──────── SUPPLIED INFORMATION

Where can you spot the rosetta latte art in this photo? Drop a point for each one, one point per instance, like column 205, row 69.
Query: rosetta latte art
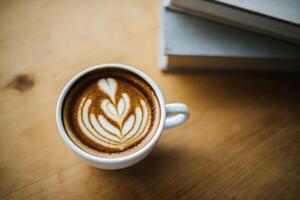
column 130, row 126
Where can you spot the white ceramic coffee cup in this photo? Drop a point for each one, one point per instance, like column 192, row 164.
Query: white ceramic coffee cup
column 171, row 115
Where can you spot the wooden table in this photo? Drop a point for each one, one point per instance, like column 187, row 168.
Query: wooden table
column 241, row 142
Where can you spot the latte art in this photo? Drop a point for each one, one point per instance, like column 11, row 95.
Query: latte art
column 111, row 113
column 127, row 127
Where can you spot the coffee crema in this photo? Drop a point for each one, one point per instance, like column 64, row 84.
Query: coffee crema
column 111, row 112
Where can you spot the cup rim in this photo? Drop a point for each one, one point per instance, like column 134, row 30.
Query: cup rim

────────────────
──────── SUPPLIED INFORMATION

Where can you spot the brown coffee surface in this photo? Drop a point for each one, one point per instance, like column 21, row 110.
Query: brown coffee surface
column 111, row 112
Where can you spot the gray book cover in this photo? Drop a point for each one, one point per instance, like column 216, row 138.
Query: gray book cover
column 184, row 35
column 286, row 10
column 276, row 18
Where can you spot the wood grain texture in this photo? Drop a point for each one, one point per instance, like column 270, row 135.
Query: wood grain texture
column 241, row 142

────────────────

BRIEF =>
Would you please repeat exactly the lines above, starting at the line with "Query: white ceramic coffee cup" and stopping at the line with "Where can you spot the cup", both included?

RESULT =>
Query: white ceramic coffee cup
column 171, row 115
Where can you spot the wooden table in this photo? Drop a point for each one, one point per instance, like column 187, row 168.
Query: wooden table
column 241, row 142
Where can you spot the latte art in this photo? Drop a point for each one, one point per instance, like column 11, row 95.
Query: latte art
column 111, row 113
column 127, row 127
Where can you spot the coffee crema in this photo? Drop a point for each one, one point per instance, like column 64, row 84.
Query: coffee crema
column 111, row 112
Where can you spot the cup rim in this photo? Drop a point for each one, one point per instance, like column 134, row 30.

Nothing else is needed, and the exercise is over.